- WORK REQUIRED
The full listing, excluding its pictures, should be printed exactly as it stands.

- INFORMATION SHOWN
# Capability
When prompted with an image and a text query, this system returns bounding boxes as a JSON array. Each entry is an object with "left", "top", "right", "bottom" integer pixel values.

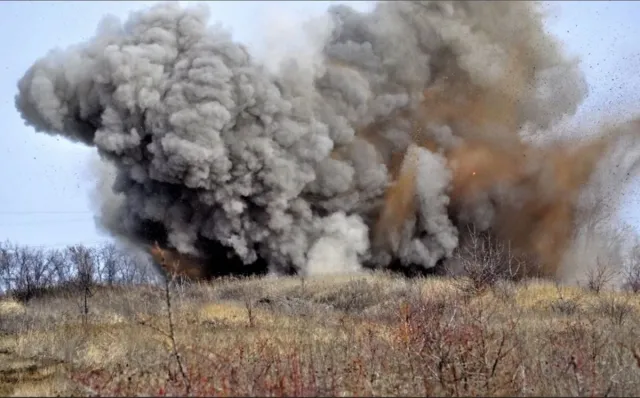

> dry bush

[
  {"left": 7, "top": 271, "right": 640, "bottom": 397},
  {"left": 447, "top": 228, "right": 533, "bottom": 297},
  {"left": 624, "top": 264, "right": 640, "bottom": 293},
  {"left": 491, "top": 280, "right": 519, "bottom": 305},
  {"left": 550, "top": 298, "right": 581, "bottom": 316},
  {"left": 209, "top": 276, "right": 277, "bottom": 310},
  {"left": 532, "top": 318, "right": 636, "bottom": 396},
  {"left": 69, "top": 290, "right": 526, "bottom": 397},
  {"left": 137, "top": 250, "right": 191, "bottom": 395},
  {"left": 595, "top": 295, "right": 634, "bottom": 326},
  {"left": 623, "top": 245, "right": 640, "bottom": 293},
  {"left": 312, "top": 277, "right": 414, "bottom": 314},
  {"left": 585, "top": 260, "right": 619, "bottom": 294},
  {"left": 548, "top": 282, "right": 583, "bottom": 316},
  {"left": 314, "top": 278, "right": 382, "bottom": 312}
]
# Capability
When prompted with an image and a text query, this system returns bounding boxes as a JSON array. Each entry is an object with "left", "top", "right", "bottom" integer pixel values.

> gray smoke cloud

[{"left": 17, "top": 1, "right": 628, "bottom": 278}]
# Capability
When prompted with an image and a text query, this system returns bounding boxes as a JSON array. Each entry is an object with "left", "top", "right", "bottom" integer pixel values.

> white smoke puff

[
  {"left": 395, "top": 145, "right": 458, "bottom": 268},
  {"left": 87, "top": 154, "right": 128, "bottom": 238},
  {"left": 255, "top": 5, "right": 336, "bottom": 87},
  {"left": 305, "top": 212, "right": 369, "bottom": 276},
  {"left": 414, "top": 147, "right": 458, "bottom": 255},
  {"left": 306, "top": 158, "right": 355, "bottom": 197},
  {"left": 456, "top": 192, "right": 495, "bottom": 232}
]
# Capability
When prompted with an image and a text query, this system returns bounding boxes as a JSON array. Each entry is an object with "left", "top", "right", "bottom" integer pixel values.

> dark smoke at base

[
  {"left": 15, "top": 1, "right": 640, "bottom": 281},
  {"left": 140, "top": 219, "right": 269, "bottom": 278}
]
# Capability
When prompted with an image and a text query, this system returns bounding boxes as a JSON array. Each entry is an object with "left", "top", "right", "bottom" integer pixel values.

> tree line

[{"left": 0, "top": 241, "right": 160, "bottom": 300}]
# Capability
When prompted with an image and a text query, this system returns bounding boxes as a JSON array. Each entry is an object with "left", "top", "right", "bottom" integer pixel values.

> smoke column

[{"left": 14, "top": 1, "right": 640, "bottom": 279}]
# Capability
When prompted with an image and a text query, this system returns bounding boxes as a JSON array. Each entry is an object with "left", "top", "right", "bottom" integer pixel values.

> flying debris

[{"left": 15, "top": 1, "right": 640, "bottom": 280}]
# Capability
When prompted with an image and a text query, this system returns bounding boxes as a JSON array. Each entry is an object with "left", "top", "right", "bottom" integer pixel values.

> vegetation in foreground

[{"left": 2, "top": 269, "right": 640, "bottom": 397}]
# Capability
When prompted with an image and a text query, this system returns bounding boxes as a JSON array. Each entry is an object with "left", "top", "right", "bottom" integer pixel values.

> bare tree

[
  {"left": 0, "top": 241, "right": 13, "bottom": 293},
  {"left": 624, "top": 242, "right": 640, "bottom": 293},
  {"left": 46, "top": 248, "right": 72, "bottom": 286},
  {"left": 624, "top": 264, "right": 640, "bottom": 293},
  {"left": 28, "top": 248, "right": 54, "bottom": 291},
  {"left": 146, "top": 243, "right": 191, "bottom": 393},
  {"left": 67, "top": 245, "right": 96, "bottom": 286},
  {"left": 449, "top": 227, "right": 528, "bottom": 294},
  {"left": 98, "top": 243, "right": 120, "bottom": 285},
  {"left": 10, "top": 245, "right": 57, "bottom": 300},
  {"left": 13, "top": 245, "right": 35, "bottom": 297},
  {"left": 119, "top": 249, "right": 158, "bottom": 285},
  {"left": 0, "top": 240, "right": 160, "bottom": 299},
  {"left": 67, "top": 245, "right": 97, "bottom": 323},
  {"left": 585, "top": 258, "right": 619, "bottom": 294}
]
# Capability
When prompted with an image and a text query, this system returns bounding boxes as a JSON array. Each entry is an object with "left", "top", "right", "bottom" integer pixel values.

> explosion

[{"left": 14, "top": 1, "right": 640, "bottom": 280}]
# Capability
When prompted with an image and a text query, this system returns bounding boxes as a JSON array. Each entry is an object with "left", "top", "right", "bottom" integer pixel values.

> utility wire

[
  {"left": 0, "top": 210, "right": 93, "bottom": 215},
  {"left": 0, "top": 218, "right": 96, "bottom": 227},
  {"left": 1, "top": 240, "right": 114, "bottom": 251},
  {"left": 34, "top": 240, "right": 113, "bottom": 248}
]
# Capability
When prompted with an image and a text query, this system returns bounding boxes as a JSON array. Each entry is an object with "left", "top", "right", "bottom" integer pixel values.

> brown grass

[{"left": 2, "top": 273, "right": 640, "bottom": 396}]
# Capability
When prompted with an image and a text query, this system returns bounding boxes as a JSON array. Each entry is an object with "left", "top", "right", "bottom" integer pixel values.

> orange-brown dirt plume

[{"left": 367, "top": 44, "right": 627, "bottom": 278}]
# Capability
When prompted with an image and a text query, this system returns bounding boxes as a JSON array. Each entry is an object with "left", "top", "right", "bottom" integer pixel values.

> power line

[
  {"left": 0, "top": 210, "right": 94, "bottom": 215},
  {"left": 1, "top": 240, "right": 115, "bottom": 251},
  {"left": 34, "top": 240, "right": 114, "bottom": 248},
  {"left": 0, "top": 218, "right": 96, "bottom": 227}
]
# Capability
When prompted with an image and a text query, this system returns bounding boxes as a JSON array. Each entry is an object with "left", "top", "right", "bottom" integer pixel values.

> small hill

[{"left": 1, "top": 273, "right": 640, "bottom": 396}]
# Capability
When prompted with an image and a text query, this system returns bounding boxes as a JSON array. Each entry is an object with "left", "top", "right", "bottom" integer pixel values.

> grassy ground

[{"left": 1, "top": 272, "right": 640, "bottom": 396}]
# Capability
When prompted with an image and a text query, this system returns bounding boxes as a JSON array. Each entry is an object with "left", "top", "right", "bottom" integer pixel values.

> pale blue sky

[{"left": 0, "top": 1, "right": 639, "bottom": 248}]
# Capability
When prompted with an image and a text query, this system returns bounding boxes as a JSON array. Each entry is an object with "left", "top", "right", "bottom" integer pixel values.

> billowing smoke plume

[{"left": 15, "top": 1, "right": 640, "bottom": 279}]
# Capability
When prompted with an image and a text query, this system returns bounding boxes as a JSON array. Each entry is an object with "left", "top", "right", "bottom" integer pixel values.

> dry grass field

[{"left": 2, "top": 272, "right": 640, "bottom": 396}]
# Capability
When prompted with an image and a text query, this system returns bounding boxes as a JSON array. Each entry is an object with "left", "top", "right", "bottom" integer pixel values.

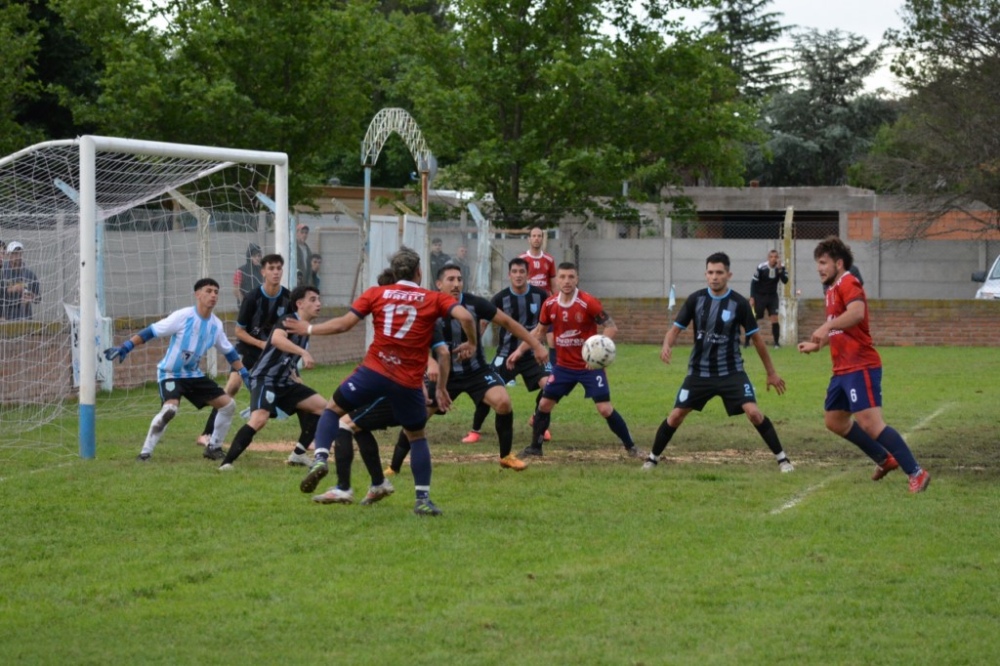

- SOLUTION TO THIS EXERCISE
# Capability
When prompted with an image and a text query, this system returns bounding boxes as a JSON array. Each entry is an object with "left", "top", "right", "bottom" integer pixel values.


> dry bush

[
  {"left": 7, "top": 271, "right": 640, "bottom": 397},
  {"left": 447, "top": 228, "right": 533, "bottom": 297},
  {"left": 624, "top": 264, "right": 640, "bottom": 293},
  {"left": 491, "top": 280, "right": 519, "bottom": 305},
  {"left": 550, "top": 298, "right": 581, "bottom": 316},
  {"left": 209, "top": 276, "right": 277, "bottom": 310},
  {"left": 532, "top": 318, "right": 636, "bottom": 396},
  {"left": 69, "top": 290, "right": 526, "bottom": 397},
  {"left": 137, "top": 250, "right": 191, "bottom": 395},
  {"left": 595, "top": 295, "right": 634, "bottom": 326},
  {"left": 623, "top": 245, "right": 640, "bottom": 293},
  {"left": 312, "top": 277, "right": 414, "bottom": 314},
  {"left": 585, "top": 260, "right": 619, "bottom": 294},
  {"left": 548, "top": 282, "right": 583, "bottom": 316},
  {"left": 314, "top": 278, "right": 382, "bottom": 312}
]
# Capability
When prompted with an image and a text query, this system returns bounding boxes as a JSON array. Each entry is an object with "left", "top", "right", "bottom" integer pixel values.

> gray smoke cloud

[{"left": 17, "top": 1, "right": 628, "bottom": 278}]
# Capability
When prompted with an image and a text query, this system returns bounding boxes as a JSON array. Each entry is an object with "left", "top", "right", "bottom" integer pixel values.

> white smoke puff

[
  {"left": 395, "top": 145, "right": 458, "bottom": 268},
  {"left": 87, "top": 154, "right": 128, "bottom": 238},
  {"left": 255, "top": 5, "right": 336, "bottom": 87},
  {"left": 305, "top": 212, "right": 369, "bottom": 276},
  {"left": 414, "top": 147, "right": 458, "bottom": 255},
  {"left": 306, "top": 158, "right": 355, "bottom": 197},
  {"left": 456, "top": 192, "right": 495, "bottom": 232}
]
# Capability
When prompted with an image and a text query, this system returns bounding boxes as a JSON array. Each entry is an object with "left", "top", "right", "bottom" integer pixel values.

> dark smoke at base

[
  {"left": 15, "top": 1, "right": 640, "bottom": 281},
  {"left": 140, "top": 219, "right": 269, "bottom": 278}
]
# Capability
When prompted with an image and a text query, this system returns bounding boxes as a JSON array. Each entry is an object with "left", "top", "right", "bottom" integer pixel values.

> tree line

[{"left": 0, "top": 241, "right": 160, "bottom": 300}]
# Capability
When prompted with an image and a text query, this system returns bounding boxes as a JSON array. Each entry is an object with "left", "top", "right", "bottom" integer pixel values.

> smoke column

[{"left": 14, "top": 1, "right": 640, "bottom": 279}]
# Capability
When prompted with an image and a text query, this system returns bounding boxes as a JSON array. Each entry is an object with "left", "top", "right", "bottom" integer pixel values.

> flying debris

[{"left": 15, "top": 1, "right": 640, "bottom": 280}]
# Capability
When prompted with an image and a text query, this system returns bounding boxes as a JSON array. Each entry is an object with "left", "top", "right", "bottom" integer pixel values.

> vegetation in foreground

[{"left": 2, "top": 269, "right": 640, "bottom": 397}]
# Capability
When prompted with an image and a text query, this system returns bounding boxes as a JSON array. Each entry is an object with "left", "top", "right", "bottom" integer pixel values.

> bare tree

[
  {"left": 0, "top": 241, "right": 13, "bottom": 293},
  {"left": 624, "top": 242, "right": 640, "bottom": 293},
  {"left": 46, "top": 248, "right": 72, "bottom": 286},
  {"left": 624, "top": 264, "right": 640, "bottom": 293},
  {"left": 28, "top": 248, "right": 54, "bottom": 291},
  {"left": 146, "top": 243, "right": 191, "bottom": 393},
  {"left": 67, "top": 245, "right": 96, "bottom": 286},
  {"left": 449, "top": 227, "right": 528, "bottom": 294},
  {"left": 98, "top": 243, "right": 120, "bottom": 285},
  {"left": 10, "top": 245, "right": 57, "bottom": 300},
  {"left": 13, "top": 245, "right": 35, "bottom": 297},
  {"left": 119, "top": 249, "right": 158, "bottom": 285},
  {"left": 0, "top": 240, "right": 160, "bottom": 299},
  {"left": 67, "top": 245, "right": 97, "bottom": 323},
  {"left": 585, "top": 258, "right": 619, "bottom": 294}
]
# Capability
When prompted with an image and a text query, this system returns bounding boxes as a JSON array. Each entry is an object with "left", "top", "right", "bottom" integer pixel values.

> explosion

[{"left": 14, "top": 1, "right": 640, "bottom": 280}]
# Capability
When prompted with an image and a text query, this system returns bounding boxes as a JSON array. Each entry is an object with "left", "top", "right", "bottom" integer pixel values.

> utility wire

[
  {"left": 0, "top": 210, "right": 93, "bottom": 215},
  {"left": 0, "top": 218, "right": 96, "bottom": 227},
  {"left": 1, "top": 240, "right": 114, "bottom": 251},
  {"left": 34, "top": 240, "right": 113, "bottom": 248}
]
# Capability
When prompted with an image and a text query, this system returns bounding boxes as a JSON array. Each entry is an object with "left", "top", "right", "bottom" integer pixel values.

> brown grass

[{"left": 2, "top": 273, "right": 640, "bottom": 396}]
# Capability
When prompted with an image and a text query, this system returns bounding boxes as a JSON array. Each entry is an object with "left", "top", "right", "bottom" integer pixel values.

> orange-brown dirt plume

[{"left": 367, "top": 44, "right": 627, "bottom": 278}]
# Capability
When prompted with an image and a text query, this system returns bounding boxes as a JSON array. Each entry is an object with "left", "top", "right", "bottom" integer pixel values.

> power line

[
  {"left": 0, "top": 210, "right": 94, "bottom": 215},
  {"left": 1, "top": 240, "right": 115, "bottom": 251},
  {"left": 34, "top": 240, "right": 114, "bottom": 248},
  {"left": 0, "top": 218, "right": 96, "bottom": 227}
]
# Capability
When prompted with an image and a text query, this system returns bounding boxes as a JSON array. Each entry is an object with "left", "top", "right", "bottom" integer pixel values.

> small hill

[{"left": 1, "top": 273, "right": 640, "bottom": 396}]
# Capability
When prompted with an image and a text query, this system returns bounding boxes as a JSON array. Each entry is an object with "left", "top", "right", "bottom" integer pixel values.

> grassy ground

[{"left": 1, "top": 272, "right": 640, "bottom": 396}]
# Capability
When prompted with an image and a text query, this system returns bounding boxes as a JSON array. Each entry is an object with "left", "top", "right", "bottom" integer pixel values.

> pale blue sky

[{"left": 0, "top": 1, "right": 639, "bottom": 248}]
# Capability
When prompted with an image and a text query, this system returns bounding boxes as a JSON array. Each entry is an object with "left", "top", "right", "bottom" integer pixel values.

> billowing smoke plume

[{"left": 15, "top": 1, "right": 640, "bottom": 279}]
# Capability
When prompted with an image and a text query, this system returns bounding boxes as a JSON array. Each entry is an object with "left", "top", "right", "bottom" integer pixel values.

> dry grass field

[{"left": 2, "top": 272, "right": 640, "bottom": 396}]
# Capability
When prompted with an image and a text query, this system returns bounding boxes as a JSON array. Each entry is an object with "left", "top", "right", "bottom" integer pixel values.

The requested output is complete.